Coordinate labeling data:
------------------------------------

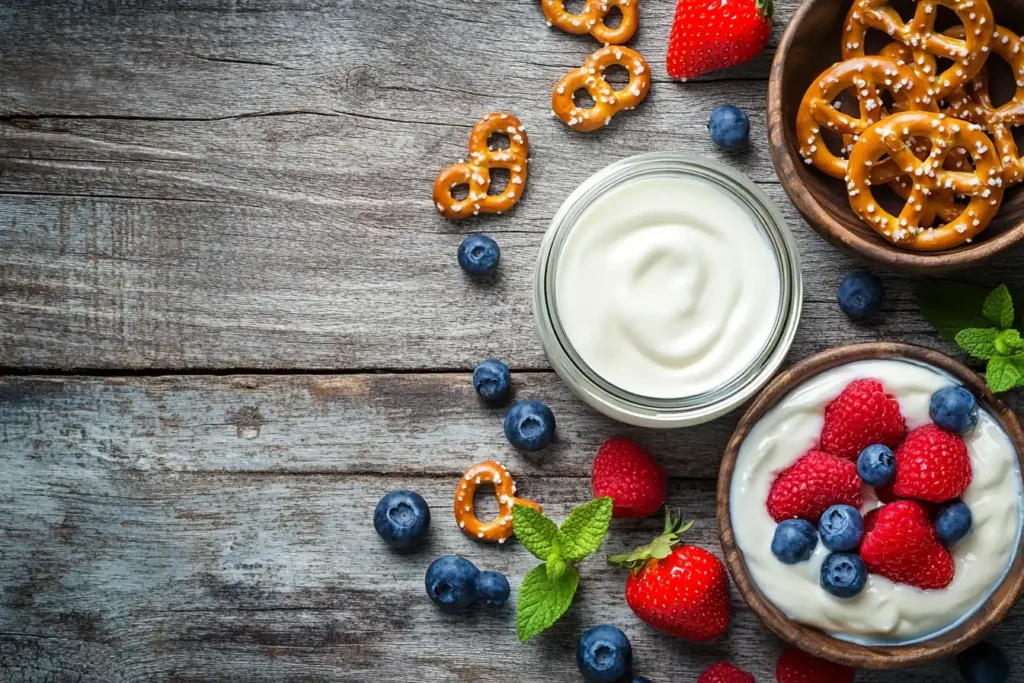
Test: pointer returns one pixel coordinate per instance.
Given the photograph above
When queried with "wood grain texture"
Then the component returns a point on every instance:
(180, 529)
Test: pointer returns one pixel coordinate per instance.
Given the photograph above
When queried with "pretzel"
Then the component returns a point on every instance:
(889, 138)
(476, 173)
(591, 19)
(968, 53)
(607, 101)
(866, 75)
(499, 529)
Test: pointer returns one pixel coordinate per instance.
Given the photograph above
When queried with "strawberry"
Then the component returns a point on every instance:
(932, 465)
(815, 482)
(707, 35)
(799, 667)
(902, 547)
(630, 476)
(725, 673)
(863, 414)
(681, 590)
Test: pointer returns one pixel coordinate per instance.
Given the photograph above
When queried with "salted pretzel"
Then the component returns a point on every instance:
(476, 172)
(591, 18)
(968, 53)
(607, 101)
(890, 138)
(500, 528)
(866, 76)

------------------------------------

**Exercise directions:**
Rewrite the entire listing above, replacing "photograph" with "image" wherever it occurs and keeping everything else unchanged. Omit the pictures from your answer.

**Output of the task:**
Test: pointer returns one pixel coordinate per instance.
Given the image above
When queried with "wood grain texture"
Then the component returns a point on every instance:
(180, 529)
Test: pointer returns one pixel coordinate per instance.
Given the image above
When queried with "pretzel"
Then the component returns a point on every instance:
(889, 138)
(476, 173)
(591, 19)
(968, 53)
(607, 101)
(866, 75)
(499, 529)
Test: pointer returns one pixel coordinate per instance.
Given the image above
When queried with "strawberry"
Then the component returns a point on every instance:
(932, 465)
(815, 482)
(707, 35)
(799, 667)
(902, 547)
(630, 476)
(725, 673)
(863, 414)
(681, 590)
Test: pointer returns one pixel coordinate per instance.
Given the image above
When queried with "salted pretzel"
Then the component returns a point on every instance:
(476, 172)
(591, 18)
(968, 53)
(607, 101)
(890, 138)
(500, 528)
(866, 76)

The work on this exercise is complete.